[Stored entries]

::::::

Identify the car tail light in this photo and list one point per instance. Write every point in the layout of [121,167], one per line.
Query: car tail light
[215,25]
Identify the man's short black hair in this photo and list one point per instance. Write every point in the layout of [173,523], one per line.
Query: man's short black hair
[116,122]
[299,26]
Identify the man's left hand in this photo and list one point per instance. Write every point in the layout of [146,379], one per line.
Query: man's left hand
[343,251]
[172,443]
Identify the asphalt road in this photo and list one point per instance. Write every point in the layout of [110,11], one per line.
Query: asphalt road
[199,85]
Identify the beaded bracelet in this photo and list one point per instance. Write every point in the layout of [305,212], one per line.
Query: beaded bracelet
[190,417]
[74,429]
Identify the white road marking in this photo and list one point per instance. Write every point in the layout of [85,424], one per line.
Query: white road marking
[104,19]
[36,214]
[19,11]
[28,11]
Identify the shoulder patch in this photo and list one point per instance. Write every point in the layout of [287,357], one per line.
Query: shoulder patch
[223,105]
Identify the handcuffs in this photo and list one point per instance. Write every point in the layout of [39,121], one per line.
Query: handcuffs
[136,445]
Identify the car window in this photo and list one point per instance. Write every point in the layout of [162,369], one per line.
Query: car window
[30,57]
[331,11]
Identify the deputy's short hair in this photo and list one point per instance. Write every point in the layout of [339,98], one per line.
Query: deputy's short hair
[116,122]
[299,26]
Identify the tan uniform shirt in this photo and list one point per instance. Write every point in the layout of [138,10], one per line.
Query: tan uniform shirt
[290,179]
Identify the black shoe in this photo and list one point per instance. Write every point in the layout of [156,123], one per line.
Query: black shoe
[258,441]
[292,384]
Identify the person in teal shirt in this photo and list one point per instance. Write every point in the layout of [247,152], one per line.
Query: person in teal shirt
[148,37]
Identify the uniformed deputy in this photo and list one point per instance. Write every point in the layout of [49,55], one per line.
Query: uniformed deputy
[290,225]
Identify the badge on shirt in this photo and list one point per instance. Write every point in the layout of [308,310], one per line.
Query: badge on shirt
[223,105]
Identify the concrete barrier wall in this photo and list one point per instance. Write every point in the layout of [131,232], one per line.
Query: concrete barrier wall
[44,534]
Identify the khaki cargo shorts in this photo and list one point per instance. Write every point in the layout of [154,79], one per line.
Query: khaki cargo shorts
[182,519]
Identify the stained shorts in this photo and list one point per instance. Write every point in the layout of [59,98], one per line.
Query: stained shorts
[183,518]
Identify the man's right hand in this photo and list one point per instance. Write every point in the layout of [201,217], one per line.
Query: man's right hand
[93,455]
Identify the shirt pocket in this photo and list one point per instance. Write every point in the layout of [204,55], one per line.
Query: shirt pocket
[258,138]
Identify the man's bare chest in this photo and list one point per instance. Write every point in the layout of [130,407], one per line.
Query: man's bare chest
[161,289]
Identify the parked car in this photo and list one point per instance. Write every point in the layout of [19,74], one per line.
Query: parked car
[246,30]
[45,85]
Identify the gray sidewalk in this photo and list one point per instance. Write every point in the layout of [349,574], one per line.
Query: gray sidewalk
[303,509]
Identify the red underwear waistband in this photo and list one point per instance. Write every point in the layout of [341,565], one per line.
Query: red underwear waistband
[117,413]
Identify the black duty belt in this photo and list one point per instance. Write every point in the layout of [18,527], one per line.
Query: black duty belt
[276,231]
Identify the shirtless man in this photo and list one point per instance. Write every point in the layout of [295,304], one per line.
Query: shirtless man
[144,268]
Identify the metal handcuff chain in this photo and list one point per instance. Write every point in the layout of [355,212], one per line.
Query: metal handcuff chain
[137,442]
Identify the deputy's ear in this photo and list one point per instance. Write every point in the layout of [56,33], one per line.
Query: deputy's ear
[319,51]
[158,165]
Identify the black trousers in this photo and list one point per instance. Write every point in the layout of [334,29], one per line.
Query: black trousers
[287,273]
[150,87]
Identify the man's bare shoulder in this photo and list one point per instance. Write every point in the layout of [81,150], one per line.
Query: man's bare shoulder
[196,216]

::::::

**Task requirements:** Please recast all the lines of the material above as a numbered list, leaving out any blank lines.

**Task result:**
1. Identify the car tail light in this photo and list one point per instance. Write every point in the layout of [121,167], one per line.
2. Query: car tail light
3. [215,25]
4. Identify the man's short black hair in this photo and list one point per instance. Write every point in the layout of [173,523], one per line.
5. Query: man's short black hair
6. [116,122]
7. [299,26]
8. Identify the man's left hand in this photo and list one point per instance. Write every point in the layout of [146,379], one per line.
9. Query: man's left hand
10. [343,251]
11. [172,443]
12. Identify the asphalt road in this photo and list one point per instance. Write every point in the layout of [110,11], one per line.
13. Query: asphalt road
14. [199,85]
15. Identify the beaded bracelet in this photo and list one point per instance. Write every point in the layout of [305,212], one per line.
16. Query: beaded bracelet
17. [190,417]
18. [74,429]
19. Identify the white road marking in this photo and list one point per instance. Write every point in the layout of [85,424], one per line.
20. Query: white road marking
21. [104,19]
22. [36,214]
23. [19,11]
24. [28,11]
25. Identify the shoulder patch in this photo and list one point per instance. Write every point in the layout of [287,357], one per line.
26. Query: shoulder patch
27. [223,105]
28. Identify the handcuffs in this photo and list one point per instance. Write every point in the layout of [39,121], one per line.
29. Query: handcuffs
30. [136,445]
31. Identify the car window in this photo and list one point per instance. Write every point in the layout of [162,369], one per line.
32. Query: car window
33. [30,57]
34. [331,11]
35. Identify the deputy's short hair in this photo and list one point per instance. Write every point in the layout of [339,98], one per line.
36. Query: deputy's short hair
37. [116,122]
38. [299,26]
39. Identify the tan uniform shirt in this photo and list one point per instance. Write every point in the layout of [138,10], one per line.
40. Query: tan uniform shirt
41. [290,179]
42. Identify the black shoe in this photo and list one point per instance. Write every point in the layout of [156,123], one per line.
43. Query: black shoe
44. [258,441]
45. [292,384]
46. Identify the person in teal shirt in this photo and list one point per instance. Write every point in the layout of [247,152], one per line.
47. Query: person in teal shirt
48. [148,37]
49. Identify the uniformed deputy in this photo and list one point per instance. Write every point in the layout of [49,55], one per line.
50. Query: uniformed deputy
51. [290,225]
52. Identify the badge on shirt in this photo and list one point per instance. Write every point in the layout of [308,310], one per line.
53. Query: badge on shirt
54. [223,105]
55. Identify the concrete barrier wall in this photo and list one point per instance. Write every point in the layout of [131,232], one per line.
56. Query: concrete barrier wall
57. [44,534]
58. Identify the khaki cargo shorts in this photo and list one point per instance. Write every point in the layout of [154,79], one per line.
59. Query: khaki cargo shorts
60. [182,519]
61. Identify the stained shorts in this photo and list one point per instance. Write every point in the layout of [59,98], one per line.
62. Query: stained shorts
63. [183,518]
64. Identify the man's right hand in this photo and list one point per instance. Write every point in the layout of [201,217], one per line.
65. Query: man's right hand
66. [93,455]
67. Identify the shirt pocket in this photo and list one point per instance. Write every point in the layout of [204,55], one per line.
68. Query: shirt pocket
69. [258,138]
70. Identify the man's bare chest in this photo and list one point per instance. Write every point in the layout of [130,407], one per line.
71. Query: man's bare chest
72. [161,289]
73. Identify the parked car in this photo and list one point per instance. Write every point in the layout of [19,74], one per line.
74. Query: parked car
75. [246,30]
76. [45,85]
77. Identify the gray sidewalk in this photo and list one point per instance. Write every point in the layout of [349,574], one per line.
78. Query: gray sidewalk
79. [303,509]
80. Identify the red underwear waistband in this photo and list one point per instance. Write every point in the layout of [341,565], one per line.
81. Query: red underwear waistband
82. [117,413]
83. Identify the black duty belt in this photo and list one point per instance. Write every point in the layout of [18,527], one per line.
84. Query: black duty belt
85. [276,231]
86. Identify the shirtless man in this photo and list one point per instance. Write every point in the layout of [295,304], one per line.
87. Query: shirtless man
88. [144,268]
89. Identify the metal handcuff chain in this photo and list one point per instance. Write every point in the layout of [355,212], one per line.
90. Query: metal handcuff chain
91. [137,442]
92. Identify the deputy's ear in this photo and list one point per instance. Write every point in the layout of [56,33], one per line.
93. Query: deputy's ear
94. [319,51]
95. [158,165]
96. Identify the black trousers in this photo and list one point per instance. Write every point in the layout of [334,29], one per line.
97. Query: black trousers
98. [287,273]
99. [150,87]
100. Identify the man's bare shoulder in this photo and list one point per instance. Write every point in the layout of [81,150], one per line.
101. Query: man's bare shoulder
102. [196,216]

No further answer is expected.